Work to complete:
Switch each "detector" to "locator" in the part that runs from the start of the records through the line containing "[399,77,502,311]", then give those lines again with everything else unchanged.

Records on locating named things:
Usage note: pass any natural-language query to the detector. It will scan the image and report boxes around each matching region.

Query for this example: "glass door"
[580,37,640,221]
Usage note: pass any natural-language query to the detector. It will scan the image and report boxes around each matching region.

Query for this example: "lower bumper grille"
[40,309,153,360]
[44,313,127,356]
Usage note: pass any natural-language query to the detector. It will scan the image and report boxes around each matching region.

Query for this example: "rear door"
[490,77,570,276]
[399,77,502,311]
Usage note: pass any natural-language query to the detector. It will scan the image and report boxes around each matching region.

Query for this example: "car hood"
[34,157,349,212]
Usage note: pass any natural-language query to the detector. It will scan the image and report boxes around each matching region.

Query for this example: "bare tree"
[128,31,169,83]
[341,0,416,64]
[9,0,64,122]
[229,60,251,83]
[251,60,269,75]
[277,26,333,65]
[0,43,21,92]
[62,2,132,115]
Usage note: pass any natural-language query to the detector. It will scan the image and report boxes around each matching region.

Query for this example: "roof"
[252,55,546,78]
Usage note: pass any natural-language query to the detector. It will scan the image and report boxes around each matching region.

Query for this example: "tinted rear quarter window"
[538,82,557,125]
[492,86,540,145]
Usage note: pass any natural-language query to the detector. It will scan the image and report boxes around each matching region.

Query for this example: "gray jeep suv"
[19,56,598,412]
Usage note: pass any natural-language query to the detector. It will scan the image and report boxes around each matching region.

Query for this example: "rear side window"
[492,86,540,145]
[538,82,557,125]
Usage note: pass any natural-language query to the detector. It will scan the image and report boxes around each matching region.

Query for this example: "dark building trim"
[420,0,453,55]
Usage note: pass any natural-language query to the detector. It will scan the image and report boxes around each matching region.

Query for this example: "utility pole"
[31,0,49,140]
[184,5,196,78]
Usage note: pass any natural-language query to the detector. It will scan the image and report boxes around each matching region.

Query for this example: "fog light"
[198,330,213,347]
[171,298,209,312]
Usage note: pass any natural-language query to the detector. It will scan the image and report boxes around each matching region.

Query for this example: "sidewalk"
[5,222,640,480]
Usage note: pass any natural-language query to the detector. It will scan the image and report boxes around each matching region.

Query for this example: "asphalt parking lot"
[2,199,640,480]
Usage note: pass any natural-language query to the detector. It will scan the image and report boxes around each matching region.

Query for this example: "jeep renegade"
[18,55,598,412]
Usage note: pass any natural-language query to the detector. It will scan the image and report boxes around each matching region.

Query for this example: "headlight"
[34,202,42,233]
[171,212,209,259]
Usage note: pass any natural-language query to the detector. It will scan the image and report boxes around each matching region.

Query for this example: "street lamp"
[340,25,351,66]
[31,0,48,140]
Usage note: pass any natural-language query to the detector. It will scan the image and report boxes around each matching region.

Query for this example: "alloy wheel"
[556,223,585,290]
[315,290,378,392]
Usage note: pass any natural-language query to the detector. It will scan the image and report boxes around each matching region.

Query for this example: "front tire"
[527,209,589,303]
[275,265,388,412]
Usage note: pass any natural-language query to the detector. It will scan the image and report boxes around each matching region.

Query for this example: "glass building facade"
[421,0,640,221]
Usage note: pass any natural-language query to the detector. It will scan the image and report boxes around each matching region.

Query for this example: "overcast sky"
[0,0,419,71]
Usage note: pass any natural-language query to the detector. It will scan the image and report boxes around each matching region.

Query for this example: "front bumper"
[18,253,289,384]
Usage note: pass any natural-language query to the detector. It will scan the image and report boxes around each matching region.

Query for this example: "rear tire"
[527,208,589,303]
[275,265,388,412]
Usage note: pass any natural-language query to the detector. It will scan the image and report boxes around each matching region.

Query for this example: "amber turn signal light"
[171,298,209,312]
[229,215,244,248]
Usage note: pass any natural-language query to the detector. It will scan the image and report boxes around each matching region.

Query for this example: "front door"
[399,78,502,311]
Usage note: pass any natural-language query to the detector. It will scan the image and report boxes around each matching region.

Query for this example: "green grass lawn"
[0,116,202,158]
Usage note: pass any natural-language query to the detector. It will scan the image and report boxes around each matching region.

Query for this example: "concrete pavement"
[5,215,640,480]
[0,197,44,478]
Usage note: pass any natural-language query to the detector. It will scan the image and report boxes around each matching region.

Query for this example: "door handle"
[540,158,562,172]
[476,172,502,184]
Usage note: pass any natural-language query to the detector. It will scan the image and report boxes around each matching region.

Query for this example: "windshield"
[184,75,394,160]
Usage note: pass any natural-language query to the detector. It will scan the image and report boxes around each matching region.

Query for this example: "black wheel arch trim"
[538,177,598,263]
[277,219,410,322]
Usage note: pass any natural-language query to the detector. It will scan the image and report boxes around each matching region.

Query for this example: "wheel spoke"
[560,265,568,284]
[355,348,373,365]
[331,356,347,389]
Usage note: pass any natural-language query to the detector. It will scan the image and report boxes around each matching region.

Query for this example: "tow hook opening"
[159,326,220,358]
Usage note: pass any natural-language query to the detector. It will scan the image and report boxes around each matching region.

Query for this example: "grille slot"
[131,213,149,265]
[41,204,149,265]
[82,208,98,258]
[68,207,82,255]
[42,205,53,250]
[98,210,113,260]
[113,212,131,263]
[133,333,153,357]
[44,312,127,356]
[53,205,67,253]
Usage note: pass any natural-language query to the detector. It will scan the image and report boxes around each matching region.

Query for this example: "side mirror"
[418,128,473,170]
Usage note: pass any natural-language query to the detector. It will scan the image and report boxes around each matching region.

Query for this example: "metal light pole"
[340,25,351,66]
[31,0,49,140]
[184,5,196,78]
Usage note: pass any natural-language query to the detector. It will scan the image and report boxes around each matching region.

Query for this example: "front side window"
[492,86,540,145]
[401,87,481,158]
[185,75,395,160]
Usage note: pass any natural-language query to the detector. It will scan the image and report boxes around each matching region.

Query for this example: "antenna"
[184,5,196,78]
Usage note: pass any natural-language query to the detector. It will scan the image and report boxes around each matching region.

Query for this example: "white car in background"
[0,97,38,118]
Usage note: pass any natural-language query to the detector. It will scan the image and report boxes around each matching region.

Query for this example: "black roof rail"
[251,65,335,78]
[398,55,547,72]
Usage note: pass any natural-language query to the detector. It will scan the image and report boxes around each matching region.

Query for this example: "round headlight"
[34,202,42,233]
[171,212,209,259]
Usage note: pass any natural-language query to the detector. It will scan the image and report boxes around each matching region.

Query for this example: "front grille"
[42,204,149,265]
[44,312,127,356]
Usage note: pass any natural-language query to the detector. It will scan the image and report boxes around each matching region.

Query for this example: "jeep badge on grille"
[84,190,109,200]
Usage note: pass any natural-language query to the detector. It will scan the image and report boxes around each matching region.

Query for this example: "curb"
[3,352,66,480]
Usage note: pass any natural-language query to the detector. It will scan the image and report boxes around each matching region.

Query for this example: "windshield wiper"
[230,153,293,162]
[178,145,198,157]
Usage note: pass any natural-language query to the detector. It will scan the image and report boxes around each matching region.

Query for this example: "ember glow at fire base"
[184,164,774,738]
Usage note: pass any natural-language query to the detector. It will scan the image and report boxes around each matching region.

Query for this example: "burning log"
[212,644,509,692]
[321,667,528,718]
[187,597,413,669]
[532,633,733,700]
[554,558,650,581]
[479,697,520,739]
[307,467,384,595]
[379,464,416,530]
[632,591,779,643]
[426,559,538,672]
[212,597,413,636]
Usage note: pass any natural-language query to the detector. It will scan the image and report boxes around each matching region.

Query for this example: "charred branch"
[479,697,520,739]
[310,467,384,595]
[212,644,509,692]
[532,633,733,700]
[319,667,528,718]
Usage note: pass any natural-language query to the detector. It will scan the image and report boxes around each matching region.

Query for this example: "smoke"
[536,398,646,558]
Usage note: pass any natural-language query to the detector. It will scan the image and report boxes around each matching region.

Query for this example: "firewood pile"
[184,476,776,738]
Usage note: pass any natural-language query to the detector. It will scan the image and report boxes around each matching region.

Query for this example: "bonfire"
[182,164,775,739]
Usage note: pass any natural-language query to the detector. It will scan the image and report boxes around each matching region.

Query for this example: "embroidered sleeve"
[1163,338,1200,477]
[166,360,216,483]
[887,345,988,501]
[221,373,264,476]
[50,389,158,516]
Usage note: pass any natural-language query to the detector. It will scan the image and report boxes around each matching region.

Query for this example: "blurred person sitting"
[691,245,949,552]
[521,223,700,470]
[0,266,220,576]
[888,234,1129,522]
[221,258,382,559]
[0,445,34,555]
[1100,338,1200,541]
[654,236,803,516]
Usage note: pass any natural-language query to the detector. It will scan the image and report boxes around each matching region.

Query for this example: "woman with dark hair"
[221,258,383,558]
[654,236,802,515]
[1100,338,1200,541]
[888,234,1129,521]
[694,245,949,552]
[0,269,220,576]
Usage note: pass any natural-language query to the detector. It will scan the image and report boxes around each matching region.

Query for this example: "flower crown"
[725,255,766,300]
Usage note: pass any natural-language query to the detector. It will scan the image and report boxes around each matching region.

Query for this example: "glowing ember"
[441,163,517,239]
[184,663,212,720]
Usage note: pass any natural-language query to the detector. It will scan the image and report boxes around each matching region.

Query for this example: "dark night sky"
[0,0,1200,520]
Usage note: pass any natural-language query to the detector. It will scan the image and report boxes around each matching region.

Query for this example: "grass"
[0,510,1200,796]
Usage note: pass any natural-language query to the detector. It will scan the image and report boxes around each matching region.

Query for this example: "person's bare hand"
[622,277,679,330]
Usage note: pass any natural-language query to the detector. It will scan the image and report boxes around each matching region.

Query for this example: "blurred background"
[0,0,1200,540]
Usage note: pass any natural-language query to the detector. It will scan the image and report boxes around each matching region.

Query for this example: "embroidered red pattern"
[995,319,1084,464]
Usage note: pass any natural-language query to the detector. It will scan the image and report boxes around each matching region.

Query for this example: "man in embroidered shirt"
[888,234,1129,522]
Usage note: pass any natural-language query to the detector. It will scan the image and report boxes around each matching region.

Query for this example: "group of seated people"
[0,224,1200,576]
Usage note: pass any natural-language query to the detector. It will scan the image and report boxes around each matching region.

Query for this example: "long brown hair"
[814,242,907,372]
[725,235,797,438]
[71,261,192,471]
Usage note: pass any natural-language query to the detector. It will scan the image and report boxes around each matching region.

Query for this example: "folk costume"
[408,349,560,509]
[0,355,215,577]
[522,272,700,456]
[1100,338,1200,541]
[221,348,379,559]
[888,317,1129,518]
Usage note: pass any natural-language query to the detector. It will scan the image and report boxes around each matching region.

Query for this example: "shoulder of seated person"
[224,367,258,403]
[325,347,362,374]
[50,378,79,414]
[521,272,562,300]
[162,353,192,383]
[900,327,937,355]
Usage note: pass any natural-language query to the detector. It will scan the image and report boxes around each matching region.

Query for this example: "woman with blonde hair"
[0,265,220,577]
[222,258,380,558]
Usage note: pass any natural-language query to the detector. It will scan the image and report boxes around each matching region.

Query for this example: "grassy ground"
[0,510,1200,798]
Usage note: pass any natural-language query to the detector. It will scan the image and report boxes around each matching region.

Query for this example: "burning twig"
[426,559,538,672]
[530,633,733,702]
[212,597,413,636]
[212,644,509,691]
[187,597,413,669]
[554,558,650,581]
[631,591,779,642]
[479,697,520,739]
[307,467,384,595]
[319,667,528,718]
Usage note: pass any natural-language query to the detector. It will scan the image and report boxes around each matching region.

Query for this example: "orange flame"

Solution:
Usage note: pass any natural-language query to the locator. It will scan the image and report boxes around each matching region.

Query for this example: "glass door"
[580,37,640,221]
Usage note: pass any natural-language query to the locator. It will scan the image and report boxes around each matching region.

Query for this example: "lower bumper grille"
[40,309,153,360]
[44,313,127,356]
Usage note: pass any natural-language query to the locator. It will scan the image and report boxes around each matching region.

Query for this example: "rear door"
[490,77,570,276]
[399,77,502,311]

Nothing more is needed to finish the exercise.